_What needs to be done_
What is needed here is an exact copy of all the records below.

_Items from a data source_
··········
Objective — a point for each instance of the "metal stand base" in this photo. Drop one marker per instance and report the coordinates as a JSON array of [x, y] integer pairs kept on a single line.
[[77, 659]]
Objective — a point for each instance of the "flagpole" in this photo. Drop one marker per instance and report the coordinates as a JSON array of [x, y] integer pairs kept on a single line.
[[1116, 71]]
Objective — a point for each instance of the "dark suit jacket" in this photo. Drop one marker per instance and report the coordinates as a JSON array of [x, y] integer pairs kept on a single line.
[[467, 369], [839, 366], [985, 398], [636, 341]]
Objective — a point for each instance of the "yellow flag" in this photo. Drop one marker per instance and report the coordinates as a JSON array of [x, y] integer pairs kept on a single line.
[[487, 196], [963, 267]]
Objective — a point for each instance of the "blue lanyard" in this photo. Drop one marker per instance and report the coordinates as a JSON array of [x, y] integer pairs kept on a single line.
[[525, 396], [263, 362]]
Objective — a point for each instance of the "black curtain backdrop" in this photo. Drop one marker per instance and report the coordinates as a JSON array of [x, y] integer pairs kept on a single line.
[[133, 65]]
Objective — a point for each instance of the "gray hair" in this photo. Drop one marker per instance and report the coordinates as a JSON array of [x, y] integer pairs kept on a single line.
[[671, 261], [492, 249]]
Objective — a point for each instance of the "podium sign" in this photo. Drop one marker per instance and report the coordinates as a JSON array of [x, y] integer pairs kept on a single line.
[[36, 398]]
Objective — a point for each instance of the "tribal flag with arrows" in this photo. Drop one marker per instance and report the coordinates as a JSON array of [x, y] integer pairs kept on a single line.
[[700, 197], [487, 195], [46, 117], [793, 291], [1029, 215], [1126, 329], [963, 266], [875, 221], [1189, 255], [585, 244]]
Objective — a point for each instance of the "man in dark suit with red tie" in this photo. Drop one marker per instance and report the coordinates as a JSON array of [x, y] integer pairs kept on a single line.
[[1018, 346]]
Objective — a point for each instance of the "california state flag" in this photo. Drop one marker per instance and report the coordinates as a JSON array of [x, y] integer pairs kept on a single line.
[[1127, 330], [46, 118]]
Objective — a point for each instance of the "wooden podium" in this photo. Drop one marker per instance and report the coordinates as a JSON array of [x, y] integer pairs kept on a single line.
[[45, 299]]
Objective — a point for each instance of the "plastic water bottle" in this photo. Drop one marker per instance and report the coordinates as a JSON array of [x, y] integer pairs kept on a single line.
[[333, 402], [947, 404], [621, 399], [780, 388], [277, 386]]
··········
_Response area_
Objective — a point for each instance of the "metal stand base" in this photo. Drop one marker per instance and report the coordinates as a JSON array of [x, y] integer pairs kept on a single line.
[[77, 659]]
Objective — a point for each instance of the "flagpole" in this photo. Drop one marker per instance and report the coordinates as a JSON array of [x, y] integer pairs kept on a single line.
[[1116, 71]]
Objective — a point for each instance of the "dark suit jacket" in this photo. Drop one marker per instance and report the coordinates as a JSON array of [x, y] integer pairs kept on a single line.
[[467, 369], [839, 366], [985, 398], [636, 341]]
Objective — a point for each instance of the "yellow flag" in this photo. Drop one marker per instance and report the coordinates as a JSON array of [x, y] integer pairs kept on a single line.
[[487, 196], [963, 267]]
Objective — a point for each instance of the "blue lanyard" in this photo. Drop one marker per instance and report the coordinates as a JSON array of [x, y] integer pairs kept on a single line.
[[525, 396], [263, 362]]
Objective — a point for each instance of the "black curtain backdrop" in this photo. Drop one marker per instance and report the coordinates as a JSON array of [x, y] integer pairs kept on a single line.
[[133, 65]]
Objective — a point for each instance of the "gray hair" in this photo. Drop one marker per instance and report the coordinates as a JSON array of [x, y] integer pairs kept on a single line.
[[671, 261], [492, 249]]
Objective — a point for each instance of the "podium sign" in this photo. Drop one marker per instance and report the coordinates as a JSON array of [x, y] integer pairs kept on a single line.
[[36, 398]]
Objective — a point for each instance of the "tribal flag with arrows" in this photo. Drop one marker per instance and report the coordinates as a JSON array of [x, y] integer pairs kept on a single line.
[[700, 197], [487, 195], [46, 117], [793, 291], [1029, 215], [1126, 329], [963, 266], [875, 221], [1189, 255], [585, 244]]
Objective — a point for each instance of the "man in dark suit with red tie" in this photo. Drop one marker per instance and report the coordinates as a JSON array of [x, y] integer pairs kept on a single line.
[[1018, 346]]
Objective — a point for each instance of the "california state flag" in this photo. Drop one marker per instance and report the coordinates as a JSON array of [x, y] integer pairs kept on a single line.
[[1127, 330], [46, 118]]
Objective — a point for each instance of the "wooden podium" in this photo. Drop one marker per instance and report the coordinates as a JSON array of [x, y] integer pairs kept on a single line.
[[45, 299]]
Objective — a point for each instance of the "plastic water bottle" in this photo. Drop one marker per instance and report the coordinates as a JSON array of [x, y] integer pairs kept on a single line.
[[333, 402], [947, 404], [621, 399], [780, 388], [277, 386]]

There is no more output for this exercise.